The task: Output every entry below exactly as it is written.
[[ Provided material, beginning ]]
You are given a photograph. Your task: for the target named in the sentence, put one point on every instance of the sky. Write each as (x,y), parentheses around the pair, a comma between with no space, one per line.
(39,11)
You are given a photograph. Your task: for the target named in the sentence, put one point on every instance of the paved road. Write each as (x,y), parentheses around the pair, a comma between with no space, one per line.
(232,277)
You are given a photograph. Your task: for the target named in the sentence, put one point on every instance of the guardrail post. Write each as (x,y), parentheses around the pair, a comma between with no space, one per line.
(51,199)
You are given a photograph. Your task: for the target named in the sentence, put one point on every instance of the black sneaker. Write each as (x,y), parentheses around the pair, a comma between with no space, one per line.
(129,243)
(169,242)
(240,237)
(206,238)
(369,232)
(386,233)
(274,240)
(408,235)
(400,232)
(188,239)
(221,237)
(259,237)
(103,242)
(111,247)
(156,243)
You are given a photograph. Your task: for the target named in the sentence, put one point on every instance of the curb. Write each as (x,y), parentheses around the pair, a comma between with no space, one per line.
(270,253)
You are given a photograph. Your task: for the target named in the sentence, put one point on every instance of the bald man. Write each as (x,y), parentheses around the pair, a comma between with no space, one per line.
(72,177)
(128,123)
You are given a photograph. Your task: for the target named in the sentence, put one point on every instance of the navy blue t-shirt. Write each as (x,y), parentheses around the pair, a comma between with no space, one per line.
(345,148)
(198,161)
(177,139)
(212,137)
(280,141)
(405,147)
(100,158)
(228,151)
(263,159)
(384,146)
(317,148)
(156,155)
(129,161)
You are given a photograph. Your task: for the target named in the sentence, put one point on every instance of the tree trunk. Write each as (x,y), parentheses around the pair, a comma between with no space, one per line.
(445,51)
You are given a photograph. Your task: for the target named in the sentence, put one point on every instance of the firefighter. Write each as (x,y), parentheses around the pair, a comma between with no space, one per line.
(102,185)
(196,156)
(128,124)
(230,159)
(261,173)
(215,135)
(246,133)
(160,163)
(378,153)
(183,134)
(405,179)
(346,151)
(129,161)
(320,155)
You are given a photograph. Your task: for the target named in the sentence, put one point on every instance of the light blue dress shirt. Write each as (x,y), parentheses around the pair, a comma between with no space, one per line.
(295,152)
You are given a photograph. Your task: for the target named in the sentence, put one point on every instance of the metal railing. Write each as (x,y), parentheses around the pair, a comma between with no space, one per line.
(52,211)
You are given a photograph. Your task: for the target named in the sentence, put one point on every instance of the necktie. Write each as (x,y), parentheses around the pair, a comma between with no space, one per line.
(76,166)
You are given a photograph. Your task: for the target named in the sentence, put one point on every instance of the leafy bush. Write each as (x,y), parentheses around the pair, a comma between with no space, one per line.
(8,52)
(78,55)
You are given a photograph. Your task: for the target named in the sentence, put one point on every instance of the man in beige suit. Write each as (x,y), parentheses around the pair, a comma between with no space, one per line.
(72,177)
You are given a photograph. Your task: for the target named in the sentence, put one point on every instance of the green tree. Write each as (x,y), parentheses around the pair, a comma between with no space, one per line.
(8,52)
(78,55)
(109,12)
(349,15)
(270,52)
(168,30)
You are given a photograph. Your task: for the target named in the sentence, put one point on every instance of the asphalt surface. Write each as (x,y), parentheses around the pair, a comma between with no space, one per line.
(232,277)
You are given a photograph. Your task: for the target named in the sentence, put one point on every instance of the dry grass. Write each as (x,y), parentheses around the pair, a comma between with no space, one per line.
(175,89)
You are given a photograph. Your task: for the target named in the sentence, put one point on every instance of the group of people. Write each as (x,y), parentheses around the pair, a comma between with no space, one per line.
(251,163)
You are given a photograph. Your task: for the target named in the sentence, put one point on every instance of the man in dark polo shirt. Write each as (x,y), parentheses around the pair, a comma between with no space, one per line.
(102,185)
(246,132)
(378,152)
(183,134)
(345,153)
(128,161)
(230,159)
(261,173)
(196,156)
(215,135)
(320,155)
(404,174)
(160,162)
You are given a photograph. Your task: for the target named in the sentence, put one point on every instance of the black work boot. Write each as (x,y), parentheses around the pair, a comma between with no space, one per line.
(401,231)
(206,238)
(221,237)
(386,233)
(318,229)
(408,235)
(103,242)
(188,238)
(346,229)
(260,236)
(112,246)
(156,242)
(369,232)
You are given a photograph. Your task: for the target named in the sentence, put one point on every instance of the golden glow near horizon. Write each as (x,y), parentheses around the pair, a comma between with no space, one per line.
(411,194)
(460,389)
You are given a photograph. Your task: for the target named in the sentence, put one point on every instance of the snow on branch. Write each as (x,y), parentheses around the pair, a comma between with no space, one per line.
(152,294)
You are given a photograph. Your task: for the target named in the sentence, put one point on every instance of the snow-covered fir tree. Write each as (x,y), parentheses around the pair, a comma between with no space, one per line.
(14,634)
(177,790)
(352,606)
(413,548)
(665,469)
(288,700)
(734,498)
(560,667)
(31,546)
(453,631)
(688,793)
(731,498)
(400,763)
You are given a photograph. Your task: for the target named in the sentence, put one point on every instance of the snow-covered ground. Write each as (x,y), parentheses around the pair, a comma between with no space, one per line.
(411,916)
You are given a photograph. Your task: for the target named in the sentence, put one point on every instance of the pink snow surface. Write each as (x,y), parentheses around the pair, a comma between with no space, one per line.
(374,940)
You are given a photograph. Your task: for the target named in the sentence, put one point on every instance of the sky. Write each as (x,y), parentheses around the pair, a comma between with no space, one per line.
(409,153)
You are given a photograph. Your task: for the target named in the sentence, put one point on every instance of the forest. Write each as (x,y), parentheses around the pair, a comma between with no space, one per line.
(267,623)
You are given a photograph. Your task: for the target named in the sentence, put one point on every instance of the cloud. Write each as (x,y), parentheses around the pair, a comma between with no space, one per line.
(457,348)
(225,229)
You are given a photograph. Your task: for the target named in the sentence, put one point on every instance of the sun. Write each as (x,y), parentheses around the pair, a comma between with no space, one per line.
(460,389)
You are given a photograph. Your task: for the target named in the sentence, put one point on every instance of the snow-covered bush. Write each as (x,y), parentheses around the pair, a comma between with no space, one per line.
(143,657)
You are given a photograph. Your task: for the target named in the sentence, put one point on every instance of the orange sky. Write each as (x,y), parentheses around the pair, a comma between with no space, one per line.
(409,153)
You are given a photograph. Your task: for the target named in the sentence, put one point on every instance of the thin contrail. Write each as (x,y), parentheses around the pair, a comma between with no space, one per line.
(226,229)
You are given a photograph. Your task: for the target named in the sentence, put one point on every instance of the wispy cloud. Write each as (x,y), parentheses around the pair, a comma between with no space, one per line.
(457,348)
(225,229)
[[ Provided material, end ]]
Response to the exercise:
You are given a photograph. Your task: for the target named in the sentence, put one point on every instance of the sky. Write each as (x,y), parentheses around the pair, a comma between with no space, one per line.
(39,11)
You are given a photograph. Your task: for the target named in the sentence, put one point on every instance of the paved road. Write each as (x,y), parentheses around the pair, a comma between with no space, one per line.
(232,277)
You are given a photograph. Your task: for the target named in the sentence, put one point on every instance of the guardrail post. Write each as (x,y), parentheses around the pair, a comma between with no space, one per line.
(51,199)
You are given a photograph. Your task: for the target named in the sentence, put one point on every instance of the black sneaker. Write each as (x,y), parentheses around the pair, a comma between with no space, one per line.
(129,243)
(169,242)
(240,237)
(206,238)
(369,232)
(386,233)
(274,240)
(408,235)
(400,232)
(188,239)
(221,237)
(259,237)
(103,242)
(111,247)
(156,243)
You are given a photograph. Your task: for the target named in the sentence, put one point on every instance of the curb. Write each as (x,y), parentheses around the pair, a comma between with no space, one per line.
(270,253)
You are given a photograph. Your task: for the target named in the sentence, put one point on every instance of the bald man. Write each as (x,y), parentheses around the pair, a comma between with no space, one per line.
(72,177)
(128,123)
You are given a photograph. Your task: for the target named in the sentence, put one point on every instance of the navy blue t-shirt. Write each as (x,y), parentheses around the pair, a comma between with no space, one per line.
(345,148)
(198,161)
(177,139)
(212,137)
(280,141)
(405,147)
(100,158)
(228,151)
(263,159)
(384,146)
(317,148)
(156,155)
(129,161)
You are given a photograph. Your task: for the target named in the sentence, put one point on every instance of the tree trunk. Write each as (x,y), parentheses around the pair, a comma between with no space, one per line.
(445,51)
You are given a photograph. Your task: for the target named in the sentence, put one point on every instance of the firefighter. Write each as (x,y), parentheses around the pair, a comma between with no space, one per line.
(102,185)
(196,156)
(128,124)
(230,159)
(261,173)
(215,135)
(246,133)
(160,163)
(378,153)
(183,134)
(405,179)
(346,151)
(129,161)
(320,155)
You are given a photograph. Your task: for the target named in the sentence, put one point on every instance of the light blue dress shirt. Write each as (x,y), parentheses around the pair, a comma between with no space, one per line.
(295,152)
You are given a photograph. Your task: for the target named in the sentence, put one point on every instance of the metal railing. Write each as (x,y), parentheses around the pair, a comma between with no space, one per line.
(52,211)
You are given a photograph. Your task: for the target named in the sentence, put one point on every instance of the necktie. Write each as (x,y), parentheses around the pair, a comma between with no space, one per line.
(76,166)
You are given a photograph. Your task: for the target named in the sentence, put one point on every instance of the leafy bush. Write each as (x,y), parentheses around the pair, a comma between with no space, one per line.
(8,52)
(78,55)
You are given a photograph. Your task: for the target named in the sentence, put one point on every instance of the man in beige suit. Write each as (x,y), parentheses around the pair, a comma between with no space, one per line.
(72,177)
You are given a photograph. Your task: for the target named in the sentence, put one point on every instance of the green tree. Write each as (x,y), parentheses around the pair, a comma between with no space, one per line.
(8,52)
(78,55)
(109,12)
(349,15)
(270,52)
(168,30)
You are given a photograph. Your task: for the target named in the sentence, put one point on every instance of the asphalt surface. Write each as (x,y), parentheses around the pair, a comma between with no space, one per line.
(232,277)
You are given a photograph. Your task: for the target named in the sentence, put one point on every instance of the dry grass. Write each as (x,y), parentheses around the pair, a comma between with no space, one per line.
(175,89)
You are given a photograph. Your task: for the target named in the sentence, put one point on every instance of the group of people. Write each as (x,y), parentheses around the pair, a comma between with no space, one per line.
(251,163)
You are given a photograph. Your task: for the target named in the sentence, put one point on every instance of the man in dark polo shirt. Write each as (x,y), parentheses around the pair, a comma between with no space, one per line.
(102,185)
(246,132)
(378,152)
(183,134)
(345,153)
(128,161)
(230,159)
(261,173)
(196,156)
(215,135)
(320,155)
(404,174)
(160,162)
You are given a photograph. Your task: for the target named in the sentence, put one point on every instance of the black work boot. Write each as (x,y), parentheses around the pair, a comma between with no space, one per line.
(401,231)
(206,238)
(221,237)
(386,233)
(318,229)
(408,235)
(103,242)
(188,238)
(346,229)
(260,236)
(112,246)
(156,242)
(369,232)
You are given a photograph. Your task: for the target named in the sentence, put one point on every instance of the golden glow near horizon. Write each as (x,y), parentheses around the pair, a comma between with no space, one per line.
(411,194)
(460,389)
You are given a photograph. Your task: for the target named in the sentence, put one point on every instance of the snow on branch. Write each as (x,y), parentheses around the pair, a comma between with no space, one per line.
(152,294)
You are given a photograph. Your task: for the target named in the sentence, put one point on every instance of the snow-covered fir tree. Write each as (x,y), parentheses around the pair, a comma between with no space, one per line.
(14,634)
(177,790)
(352,606)
(413,548)
(665,469)
(288,700)
(734,498)
(560,667)
(31,546)
(453,631)
(688,793)
(731,498)
(400,763)
You are given a photograph. Your task: for the target named in the sentence, put one point on every instance of the snow-covered ground. Write each as (x,y), parentheses around the pair, a comma between with no space, one per line.
(411,916)
You are given a photograph. Your task: for the target named in the sentence, put one point on every instance of the pink snow surface. Write each as (x,y), parentheses around the pair, a comma between with no space, one per line.
(374,940)
You are given a photograph. Your task: for the target named in the sentence, put one point on every instance of the sky. Write each as (x,y), parentheses around the pair, a comma between with no space, one per line.
(409,153)
You are given a photograph. Your task: for the target named in the sentence, put one point on every instance of the forest. Write each as (x,y), parentheses around the pair, a comma between with no space, one per line.
(267,623)
You are given a photograph. Your task: for the target named in the sentence, put one point on every instance of the cloud. Write each as (x,y), parentheses around the pair, a comma between with no space, one per line.
(457,348)
(225,229)
You are given a photograph. Your task: for the target named in the sentence, put one point on every instance of the sun. Write each as (x,y), parentheses around the pair, a comma between with no space, one per line.
(460,389)
You are given a photograph. Your task: for the target named in the sentence, put one point on every instance of the snow-covered bush. Write each as (x,y), parentheses around the pair, a comma between with no space, one per line.
(143,657)
You are given a photograph. Your task: for the target named in the sentence, put one point on every instance of the orange sky. Write each as (x,y), parentheses around the pair, a comma between with no space, one per line.
(409,153)
You are given a photograph. Your task: for the target named in the sentence, put one point on every instance of the thin contrail. Write each as (x,y), parentheses around the pair, a comma between with no space, one per line.
(226,229)
You are given a photograph. Your task: for the target named in the sentence, put one point on every instance of the wispy cloud. Write each as (x,y), parentheses around the pair, a comma between with no space, one per line.
(457,348)
(225,229)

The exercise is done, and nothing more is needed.